Problem description →
Please carry on the introduction about parenting a child whose health or development takes an unexpected course, starting right after its last sentence.

Text block →
=== Section Start ===

Introduction
Parents navigate unchartered waters when their child’s development, health or needs do not follow the expected journey of parenting a typically developing child. Some people may have already experienced the life role of mother or father and all of the joys and responsibilities that go with parenthood. However, for others, parenthood begins on uncertain grounds with a child’s health or development causing strain and questions that sometimes cannot be answered by anyone.
Medical and health professionals can offer likely scenarios, and likely changes or ways that the child may progress or the services and care that they may need. However, no-one can describe the personality that the child will have, the personal qualities and characteristics that the child will have and how the child will manage their own diagnosis or disability.

=== Section End ===

Stored data entries →
=== Section Start ===

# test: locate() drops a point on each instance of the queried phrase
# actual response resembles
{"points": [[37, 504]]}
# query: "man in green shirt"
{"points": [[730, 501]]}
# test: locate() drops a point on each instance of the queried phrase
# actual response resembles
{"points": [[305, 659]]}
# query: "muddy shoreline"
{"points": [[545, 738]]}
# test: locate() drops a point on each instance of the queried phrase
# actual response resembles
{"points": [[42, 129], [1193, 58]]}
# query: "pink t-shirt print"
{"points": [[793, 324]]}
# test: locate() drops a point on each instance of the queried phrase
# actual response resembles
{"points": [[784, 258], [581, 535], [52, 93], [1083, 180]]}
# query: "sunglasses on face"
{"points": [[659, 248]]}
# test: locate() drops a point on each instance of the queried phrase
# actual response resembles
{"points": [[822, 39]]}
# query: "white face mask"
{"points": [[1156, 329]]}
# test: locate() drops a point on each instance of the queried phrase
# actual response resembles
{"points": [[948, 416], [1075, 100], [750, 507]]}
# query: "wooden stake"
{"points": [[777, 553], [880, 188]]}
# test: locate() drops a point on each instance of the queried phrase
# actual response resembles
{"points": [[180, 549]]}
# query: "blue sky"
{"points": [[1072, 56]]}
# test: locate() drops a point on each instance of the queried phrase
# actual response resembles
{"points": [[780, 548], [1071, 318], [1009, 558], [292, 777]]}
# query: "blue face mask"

=== Section End ===

Output for this exercise →
Families have hope, expectations and dedicate themselves to their child’s health, well-being and optimizing their child’s life opportunities. Parenting a child with a disability is a unique kind of parenting that encompasses many usual child care practices, plus the need to provide direct assistance in daily living tasks, some medically, educationally and developmentally specialized tasks, as well as the multitude of responsibilities involved with managing the requirements of disability.
Much has been described about how parents react when their child receives a diagnosis of a medical condition that may lead to disability. Initially the stages were described by psychologists and the stages were assumed to follow the Kubler-Ross seven stages of grief. However, other researchers progressed our understanding about how parents, and mothers in particular, manage and adjust to the role of caring for their child with a disability.